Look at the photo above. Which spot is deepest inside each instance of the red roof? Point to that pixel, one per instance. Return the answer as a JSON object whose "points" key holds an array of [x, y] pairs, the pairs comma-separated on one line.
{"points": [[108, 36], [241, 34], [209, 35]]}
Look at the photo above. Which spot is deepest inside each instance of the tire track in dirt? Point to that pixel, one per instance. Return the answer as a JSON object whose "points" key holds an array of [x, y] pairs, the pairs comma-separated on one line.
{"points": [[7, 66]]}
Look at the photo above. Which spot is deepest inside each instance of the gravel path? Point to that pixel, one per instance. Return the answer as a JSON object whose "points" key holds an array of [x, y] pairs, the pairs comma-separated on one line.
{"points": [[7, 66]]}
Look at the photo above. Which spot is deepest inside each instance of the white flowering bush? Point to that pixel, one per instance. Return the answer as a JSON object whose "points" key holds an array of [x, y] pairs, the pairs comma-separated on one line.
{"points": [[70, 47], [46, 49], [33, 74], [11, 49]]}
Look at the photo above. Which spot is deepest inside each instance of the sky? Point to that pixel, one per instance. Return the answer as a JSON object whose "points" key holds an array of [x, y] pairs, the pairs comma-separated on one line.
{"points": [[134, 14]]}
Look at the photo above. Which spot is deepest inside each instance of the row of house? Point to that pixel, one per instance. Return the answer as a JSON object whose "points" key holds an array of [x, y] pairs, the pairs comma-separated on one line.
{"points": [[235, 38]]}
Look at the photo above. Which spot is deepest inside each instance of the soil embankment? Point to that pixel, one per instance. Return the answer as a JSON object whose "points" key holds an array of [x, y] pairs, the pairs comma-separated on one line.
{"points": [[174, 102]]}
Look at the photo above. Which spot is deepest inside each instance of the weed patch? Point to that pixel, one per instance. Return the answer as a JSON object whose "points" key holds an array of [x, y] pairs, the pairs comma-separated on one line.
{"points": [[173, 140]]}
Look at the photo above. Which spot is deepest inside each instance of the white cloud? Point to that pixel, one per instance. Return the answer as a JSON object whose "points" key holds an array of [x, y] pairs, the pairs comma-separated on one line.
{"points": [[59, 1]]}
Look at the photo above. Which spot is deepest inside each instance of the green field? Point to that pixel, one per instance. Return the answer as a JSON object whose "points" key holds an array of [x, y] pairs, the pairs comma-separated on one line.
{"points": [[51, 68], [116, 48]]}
____
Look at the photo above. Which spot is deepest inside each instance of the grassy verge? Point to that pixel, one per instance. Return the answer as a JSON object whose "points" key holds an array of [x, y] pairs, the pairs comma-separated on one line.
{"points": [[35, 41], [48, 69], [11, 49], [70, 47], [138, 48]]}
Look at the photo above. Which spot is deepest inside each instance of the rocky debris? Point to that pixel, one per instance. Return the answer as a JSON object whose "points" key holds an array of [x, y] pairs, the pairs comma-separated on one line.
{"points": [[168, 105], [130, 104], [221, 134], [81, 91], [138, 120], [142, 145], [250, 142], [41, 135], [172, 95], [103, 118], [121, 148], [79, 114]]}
____
**EXERCISE PROMPT**: Pick out every line in the entries above that contains the word "white", and copy each of those lines.

**WRITTEN SOLUTION**:
Look at the photo above. Which spot is deepest inside each instance of the white flowering bush? Point to that pixel, one per instance. Return the answer as a JSON object whose "points" key holds an array of [x, y] pairs, the pairs comma-separated on one line.
Look at the photo above. Which spot is deepest inside each instance of the white cloud? Point to that pixel, one per instance. Return the answer as a JSON object whose "points" key holds an array of [x, y] pairs, the pairs comma-separated on one line.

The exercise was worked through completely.